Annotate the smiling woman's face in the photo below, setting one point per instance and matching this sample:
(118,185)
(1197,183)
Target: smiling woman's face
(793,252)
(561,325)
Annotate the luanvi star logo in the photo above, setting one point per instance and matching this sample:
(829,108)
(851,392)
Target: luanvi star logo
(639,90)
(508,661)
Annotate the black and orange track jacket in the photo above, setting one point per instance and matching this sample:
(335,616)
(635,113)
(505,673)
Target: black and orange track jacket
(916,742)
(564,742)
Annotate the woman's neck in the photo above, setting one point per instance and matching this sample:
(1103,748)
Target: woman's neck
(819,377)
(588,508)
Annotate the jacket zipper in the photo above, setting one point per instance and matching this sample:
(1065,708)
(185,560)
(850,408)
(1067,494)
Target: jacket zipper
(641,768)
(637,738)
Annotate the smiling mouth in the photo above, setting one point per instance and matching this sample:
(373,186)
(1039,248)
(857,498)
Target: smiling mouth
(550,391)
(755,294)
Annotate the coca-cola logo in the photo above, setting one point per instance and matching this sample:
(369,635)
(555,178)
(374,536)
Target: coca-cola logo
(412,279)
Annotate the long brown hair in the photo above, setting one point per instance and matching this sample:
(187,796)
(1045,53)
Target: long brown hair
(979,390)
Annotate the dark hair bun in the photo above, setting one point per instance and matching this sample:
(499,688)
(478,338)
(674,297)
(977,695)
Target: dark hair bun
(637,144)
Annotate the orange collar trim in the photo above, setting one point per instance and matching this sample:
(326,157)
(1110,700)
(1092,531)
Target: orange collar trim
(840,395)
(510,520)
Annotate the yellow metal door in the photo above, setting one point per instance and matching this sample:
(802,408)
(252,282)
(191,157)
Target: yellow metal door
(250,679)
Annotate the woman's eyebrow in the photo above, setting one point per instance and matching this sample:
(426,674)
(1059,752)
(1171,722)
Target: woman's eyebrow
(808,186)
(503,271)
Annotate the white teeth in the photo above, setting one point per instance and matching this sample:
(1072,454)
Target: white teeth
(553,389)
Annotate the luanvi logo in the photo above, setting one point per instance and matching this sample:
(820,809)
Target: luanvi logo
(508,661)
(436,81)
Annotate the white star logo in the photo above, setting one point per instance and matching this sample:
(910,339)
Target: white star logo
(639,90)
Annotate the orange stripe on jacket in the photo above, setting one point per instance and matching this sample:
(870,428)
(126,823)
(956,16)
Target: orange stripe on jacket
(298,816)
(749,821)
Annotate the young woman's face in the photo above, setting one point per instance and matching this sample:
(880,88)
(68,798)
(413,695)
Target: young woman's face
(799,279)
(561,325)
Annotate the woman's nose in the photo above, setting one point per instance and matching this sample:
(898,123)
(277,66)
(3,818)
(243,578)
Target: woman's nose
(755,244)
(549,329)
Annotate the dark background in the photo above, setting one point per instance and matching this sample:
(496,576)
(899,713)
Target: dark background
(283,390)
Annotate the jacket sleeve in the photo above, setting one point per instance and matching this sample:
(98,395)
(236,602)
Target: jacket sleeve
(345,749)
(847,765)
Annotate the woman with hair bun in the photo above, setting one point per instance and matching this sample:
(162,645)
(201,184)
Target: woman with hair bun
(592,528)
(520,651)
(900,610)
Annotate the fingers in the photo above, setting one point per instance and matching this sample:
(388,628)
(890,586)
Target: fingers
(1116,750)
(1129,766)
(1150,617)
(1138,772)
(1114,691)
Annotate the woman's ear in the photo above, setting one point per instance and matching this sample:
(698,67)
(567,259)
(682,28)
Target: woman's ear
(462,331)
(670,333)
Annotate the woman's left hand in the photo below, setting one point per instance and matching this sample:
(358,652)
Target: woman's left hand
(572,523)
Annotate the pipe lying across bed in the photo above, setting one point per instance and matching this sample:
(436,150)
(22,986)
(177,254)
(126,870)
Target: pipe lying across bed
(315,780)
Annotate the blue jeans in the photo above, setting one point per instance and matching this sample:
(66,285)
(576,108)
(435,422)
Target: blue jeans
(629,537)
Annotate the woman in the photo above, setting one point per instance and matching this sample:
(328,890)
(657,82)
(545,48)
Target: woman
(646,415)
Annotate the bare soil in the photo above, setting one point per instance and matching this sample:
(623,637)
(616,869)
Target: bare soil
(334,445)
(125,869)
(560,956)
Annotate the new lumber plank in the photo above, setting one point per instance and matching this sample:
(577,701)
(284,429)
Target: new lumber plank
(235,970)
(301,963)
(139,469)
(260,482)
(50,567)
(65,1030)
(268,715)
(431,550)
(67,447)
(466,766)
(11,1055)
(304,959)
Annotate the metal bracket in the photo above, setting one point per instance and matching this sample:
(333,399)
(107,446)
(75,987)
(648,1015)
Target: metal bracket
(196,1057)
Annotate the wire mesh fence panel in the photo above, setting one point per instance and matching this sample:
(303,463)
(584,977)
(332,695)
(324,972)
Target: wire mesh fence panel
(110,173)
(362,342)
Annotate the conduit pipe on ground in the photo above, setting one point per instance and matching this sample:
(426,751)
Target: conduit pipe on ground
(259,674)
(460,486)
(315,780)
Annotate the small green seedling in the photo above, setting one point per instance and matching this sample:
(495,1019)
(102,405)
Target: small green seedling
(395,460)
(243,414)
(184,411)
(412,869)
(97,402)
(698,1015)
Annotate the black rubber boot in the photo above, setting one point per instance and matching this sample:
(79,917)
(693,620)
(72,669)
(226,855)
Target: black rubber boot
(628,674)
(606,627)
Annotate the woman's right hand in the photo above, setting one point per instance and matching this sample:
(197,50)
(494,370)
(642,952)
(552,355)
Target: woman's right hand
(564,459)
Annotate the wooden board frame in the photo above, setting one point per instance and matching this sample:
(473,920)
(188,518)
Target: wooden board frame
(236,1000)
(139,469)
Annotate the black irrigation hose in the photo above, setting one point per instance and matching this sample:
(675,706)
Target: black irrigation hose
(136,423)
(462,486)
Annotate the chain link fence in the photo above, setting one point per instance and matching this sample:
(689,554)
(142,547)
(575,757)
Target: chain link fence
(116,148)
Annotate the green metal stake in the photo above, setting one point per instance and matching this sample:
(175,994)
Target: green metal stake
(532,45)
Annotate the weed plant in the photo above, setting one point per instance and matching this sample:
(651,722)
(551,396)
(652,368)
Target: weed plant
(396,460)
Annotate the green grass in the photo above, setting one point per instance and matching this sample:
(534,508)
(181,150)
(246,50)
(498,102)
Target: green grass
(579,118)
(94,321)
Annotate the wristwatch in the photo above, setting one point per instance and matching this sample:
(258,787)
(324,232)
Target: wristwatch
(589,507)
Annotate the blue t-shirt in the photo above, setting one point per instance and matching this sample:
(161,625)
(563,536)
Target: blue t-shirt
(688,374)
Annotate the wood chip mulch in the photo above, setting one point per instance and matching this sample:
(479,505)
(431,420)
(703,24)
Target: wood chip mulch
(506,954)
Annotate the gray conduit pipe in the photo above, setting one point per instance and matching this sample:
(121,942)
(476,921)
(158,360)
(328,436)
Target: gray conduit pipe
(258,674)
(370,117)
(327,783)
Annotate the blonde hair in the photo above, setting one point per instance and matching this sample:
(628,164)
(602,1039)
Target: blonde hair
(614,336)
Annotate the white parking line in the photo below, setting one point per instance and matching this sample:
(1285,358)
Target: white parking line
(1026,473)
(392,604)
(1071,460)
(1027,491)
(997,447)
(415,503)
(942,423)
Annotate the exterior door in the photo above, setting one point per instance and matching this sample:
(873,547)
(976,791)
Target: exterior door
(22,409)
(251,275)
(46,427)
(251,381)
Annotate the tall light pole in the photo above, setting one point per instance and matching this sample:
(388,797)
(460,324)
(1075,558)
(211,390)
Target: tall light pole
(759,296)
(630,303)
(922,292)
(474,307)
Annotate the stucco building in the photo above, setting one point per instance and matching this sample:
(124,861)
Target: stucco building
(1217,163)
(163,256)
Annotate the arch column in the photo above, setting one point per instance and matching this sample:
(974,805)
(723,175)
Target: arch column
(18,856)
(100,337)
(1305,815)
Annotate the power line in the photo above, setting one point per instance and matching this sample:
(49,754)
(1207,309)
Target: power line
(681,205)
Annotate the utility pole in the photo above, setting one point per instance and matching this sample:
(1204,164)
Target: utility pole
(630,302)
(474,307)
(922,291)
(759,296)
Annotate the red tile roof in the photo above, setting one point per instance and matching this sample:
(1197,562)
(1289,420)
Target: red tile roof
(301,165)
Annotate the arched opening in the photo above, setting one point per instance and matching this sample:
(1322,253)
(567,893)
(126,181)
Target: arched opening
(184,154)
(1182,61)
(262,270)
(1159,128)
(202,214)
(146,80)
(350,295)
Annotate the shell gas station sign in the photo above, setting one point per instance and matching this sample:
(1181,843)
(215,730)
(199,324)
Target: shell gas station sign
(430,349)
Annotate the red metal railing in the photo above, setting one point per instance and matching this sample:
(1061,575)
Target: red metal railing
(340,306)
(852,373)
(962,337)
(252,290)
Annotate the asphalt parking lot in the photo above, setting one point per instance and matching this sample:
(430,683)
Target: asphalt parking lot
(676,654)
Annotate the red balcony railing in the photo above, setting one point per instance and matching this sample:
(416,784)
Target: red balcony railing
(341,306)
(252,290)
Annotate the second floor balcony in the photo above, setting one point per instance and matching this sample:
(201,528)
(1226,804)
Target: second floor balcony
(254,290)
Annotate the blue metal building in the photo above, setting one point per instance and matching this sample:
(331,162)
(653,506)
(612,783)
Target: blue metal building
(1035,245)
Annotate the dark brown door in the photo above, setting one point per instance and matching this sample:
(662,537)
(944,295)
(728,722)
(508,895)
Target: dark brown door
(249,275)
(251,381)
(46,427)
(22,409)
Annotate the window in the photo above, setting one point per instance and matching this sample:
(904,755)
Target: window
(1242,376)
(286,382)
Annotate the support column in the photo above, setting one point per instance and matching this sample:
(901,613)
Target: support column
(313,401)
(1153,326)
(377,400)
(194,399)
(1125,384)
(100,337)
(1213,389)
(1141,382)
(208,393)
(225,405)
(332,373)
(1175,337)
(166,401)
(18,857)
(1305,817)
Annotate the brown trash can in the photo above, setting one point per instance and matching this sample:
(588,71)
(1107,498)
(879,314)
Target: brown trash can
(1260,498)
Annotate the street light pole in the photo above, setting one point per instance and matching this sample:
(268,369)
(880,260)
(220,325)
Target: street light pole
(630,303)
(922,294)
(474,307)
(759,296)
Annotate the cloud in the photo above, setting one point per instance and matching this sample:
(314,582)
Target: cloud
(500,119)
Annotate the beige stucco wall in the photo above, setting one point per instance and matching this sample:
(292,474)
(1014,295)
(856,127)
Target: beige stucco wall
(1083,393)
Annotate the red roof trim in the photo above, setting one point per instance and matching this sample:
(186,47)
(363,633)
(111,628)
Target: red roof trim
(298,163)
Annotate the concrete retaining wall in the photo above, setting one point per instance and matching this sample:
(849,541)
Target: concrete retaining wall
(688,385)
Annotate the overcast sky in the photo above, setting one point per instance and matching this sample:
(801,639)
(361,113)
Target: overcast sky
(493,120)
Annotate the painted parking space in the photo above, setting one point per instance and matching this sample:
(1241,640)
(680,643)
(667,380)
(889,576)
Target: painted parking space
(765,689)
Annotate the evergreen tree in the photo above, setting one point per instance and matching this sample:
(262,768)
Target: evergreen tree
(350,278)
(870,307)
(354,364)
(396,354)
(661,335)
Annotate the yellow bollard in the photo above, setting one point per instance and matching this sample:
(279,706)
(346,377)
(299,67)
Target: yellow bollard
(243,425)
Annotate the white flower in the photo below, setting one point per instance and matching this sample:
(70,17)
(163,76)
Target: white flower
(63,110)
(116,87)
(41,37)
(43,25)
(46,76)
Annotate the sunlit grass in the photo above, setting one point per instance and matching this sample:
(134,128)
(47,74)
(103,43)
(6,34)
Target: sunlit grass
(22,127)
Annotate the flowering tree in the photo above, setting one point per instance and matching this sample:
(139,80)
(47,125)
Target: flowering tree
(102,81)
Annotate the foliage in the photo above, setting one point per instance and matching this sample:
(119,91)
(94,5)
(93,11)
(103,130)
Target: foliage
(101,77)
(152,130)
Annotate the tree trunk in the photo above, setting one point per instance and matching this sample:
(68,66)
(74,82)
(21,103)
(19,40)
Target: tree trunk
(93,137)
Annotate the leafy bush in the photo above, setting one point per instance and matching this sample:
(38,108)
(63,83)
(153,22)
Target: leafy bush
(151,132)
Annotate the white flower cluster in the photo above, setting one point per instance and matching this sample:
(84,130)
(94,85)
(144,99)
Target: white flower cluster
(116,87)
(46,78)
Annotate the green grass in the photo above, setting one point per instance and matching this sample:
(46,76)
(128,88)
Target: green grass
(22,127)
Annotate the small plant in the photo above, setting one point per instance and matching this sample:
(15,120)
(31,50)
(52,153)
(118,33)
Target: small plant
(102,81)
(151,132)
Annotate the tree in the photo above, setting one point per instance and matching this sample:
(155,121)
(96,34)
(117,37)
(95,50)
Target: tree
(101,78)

====

Given problem
Put the data lines from the one containing "Annotate the leafy" through the end of the data into a Markdown table with two columns, Row (a running row number) and Text (the line itself). Leave out blank lines.

Exercise solution
| Row | Text |
|---|---|
| 1 | Annotate the leafy bush in the photo above, setting one point per instance and matching this sample: |
| 2 | (38,108) |
| 3 | (63,83) |
| 4 | (153,22) |
| 5 | Target: leafy bush |
| 6 | (151,132) |
| 7 | Annotate the white flower cluster in the photo above, setting one point per instance and matching this sample: |
| 8 | (84,130) |
| 9 | (94,85) |
| 10 | (144,99) |
| 11 | Target: white flower cluster |
| 12 | (116,87) |
| 13 | (46,78) |
| 14 | Annotate the green grass in the photo above, setting one point per instance and matching this sample: |
| 15 | (46,76) |
| 16 | (128,88) |
| 17 | Target: green grass |
| 18 | (22,127) |
| 19 | Annotate the small plant in the photo above, setting one point per instance and matching this sample: |
| 20 | (15,120) |
| 21 | (31,50) |
| 22 | (52,153) |
| 23 | (118,33) |
| 24 | Target: small plant |
| 25 | (102,81) |
| 26 | (151,132) |
| 27 | Annotate the tree in the photo above, setting one point per instance and matching this sample: |
| 28 | (155,121) |
| 29 | (96,34) |
| 30 | (117,37) |
| 31 | (95,50) |
| 32 | Target: tree |
| 33 | (101,78) |